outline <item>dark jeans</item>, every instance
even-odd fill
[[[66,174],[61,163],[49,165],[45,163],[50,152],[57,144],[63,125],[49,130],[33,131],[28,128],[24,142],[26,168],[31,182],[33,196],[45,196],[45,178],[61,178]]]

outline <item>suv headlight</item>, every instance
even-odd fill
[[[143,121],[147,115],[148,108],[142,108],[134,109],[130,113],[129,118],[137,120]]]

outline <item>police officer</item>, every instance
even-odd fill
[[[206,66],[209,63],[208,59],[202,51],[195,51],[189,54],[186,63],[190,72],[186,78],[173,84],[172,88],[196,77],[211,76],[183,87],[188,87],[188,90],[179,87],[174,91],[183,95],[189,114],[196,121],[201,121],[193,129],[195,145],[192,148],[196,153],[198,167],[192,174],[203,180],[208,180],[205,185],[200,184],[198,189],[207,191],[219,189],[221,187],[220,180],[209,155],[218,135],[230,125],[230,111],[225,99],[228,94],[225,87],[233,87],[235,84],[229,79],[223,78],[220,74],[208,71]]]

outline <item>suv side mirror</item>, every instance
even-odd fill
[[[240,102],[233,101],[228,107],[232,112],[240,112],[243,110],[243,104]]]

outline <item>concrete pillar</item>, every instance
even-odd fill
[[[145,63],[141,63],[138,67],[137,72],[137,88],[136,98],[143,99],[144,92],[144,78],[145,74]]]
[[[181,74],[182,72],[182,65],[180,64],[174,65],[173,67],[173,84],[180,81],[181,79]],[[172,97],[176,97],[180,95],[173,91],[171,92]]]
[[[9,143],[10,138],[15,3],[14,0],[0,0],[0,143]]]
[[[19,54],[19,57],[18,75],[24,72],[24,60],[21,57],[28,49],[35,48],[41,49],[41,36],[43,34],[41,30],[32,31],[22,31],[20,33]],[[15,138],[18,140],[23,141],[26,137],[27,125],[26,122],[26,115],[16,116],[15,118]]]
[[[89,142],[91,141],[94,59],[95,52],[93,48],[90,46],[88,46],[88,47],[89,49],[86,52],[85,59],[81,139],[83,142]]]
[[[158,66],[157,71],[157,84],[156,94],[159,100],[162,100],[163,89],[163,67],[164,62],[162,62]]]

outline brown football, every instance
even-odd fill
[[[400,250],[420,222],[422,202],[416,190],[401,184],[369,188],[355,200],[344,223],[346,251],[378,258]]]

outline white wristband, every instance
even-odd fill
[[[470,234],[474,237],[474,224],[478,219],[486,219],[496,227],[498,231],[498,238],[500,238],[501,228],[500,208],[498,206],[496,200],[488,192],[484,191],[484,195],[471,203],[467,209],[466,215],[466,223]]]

*YOUR GOAL*
Transcribe the records above exactly as they appear.

*FULL SOLUTION*
outline <item>dark jeans</item>, every instance
even-odd fill
[[[66,174],[61,163],[49,165],[45,163],[50,152],[57,144],[63,125],[49,130],[33,131],[28,128],[24,142],[26,168],[31,182],[33,196],[45,196],[45,178],[61,178]]]

outline <item>suv headlight</item>, every instance
even-odd fill
[[[143,121],[147,115],[148,108],[142,108],[134,109],[130,113],[129,118],[137,120]]]

outline <item>police officer</item>, every instance
even-odd fill
[[[206,66],[209,63],[208,59],[202,51],[195,51],[189,54],[186,63],[190,72],[186,78],[173,84],[172,88],[196,77],[211,76],[183,87],[188,87],[188,90],[179,87],[174,91],[183,95],[189,114],[196,121],[201,121],[193,129],[195,145],[192,148],[196,153],[198,167],[192,174],[203,180],[208,180],[205,185],[200,184],[198,189],[207,191],[219,189],[221,187],[220,180],[209,155],[218,135],[230,125],[230,111],[225,99],[228,94],[225,87],[233,87],[235,84],[229,79],[223,78],[220,74],[208,71]]]

outline <item>suv side mirror</item>, every instance
even-odd fill
[[[240,102],[233,101],[228,107],[232,112],[240,112],[243,110],[243,104]]]

outline <item>concrete pillar</item>, every instance
even-odd fill
[[[145,63],[141,63],[138,67],[137,72],[137,88],[136,98],[143,99],[144,92],[144,78],[145,74]]]
[[[181,74],[182,72],[182,65],[180,64],[174,65],[173,67],[173,84],[180,81],[181,79]],[[172,97],[176,97],[180,95],[173,91],[171,92]]]
[[[9,143],[10,138],[15,3],[14,0],[0,0],[0,143]]]
[[[19,54],[19,57],[18,75],[24,72],[24,60],[21,57],[28,49],[35,48],[41,49],[41,36],[43,34],[41,30],[32,31],[22,31],[20,33]],[[15,138],[18,140],[23,141],[26,137],[27,125],[26,122],[26,115],[16,116],[15,118]]]
[[[89,142],[91,141],[94,59],[95,52],[93,48],[90,46],[88,46],[88,47],[89,49],[86,52],[85,59],[81,139],[83,142]]]
[[[158,66],[157,71],[157,84],[156,94],[159,100],[162,100],[163,89],[163,67],[164,62],[162,62]]]

outline brown football, every instance
even-odd fill
[[[400,250],[420,222],[422,202],[416,190],[401,184],[369,188],[355,200],[344,223],[346,251],[378,258]]]

outline white wristband, every instance
even-odd fill
[[[470,234],[474,237],[474,224],[478,219],[486,219],[496,227],[498,231],[498,238],[500,238],[501,228],[500,208],[498,206],[496,200],[488,192],[484,191],[484,195],[471,203],[467,209],[466,215],[466,223]]]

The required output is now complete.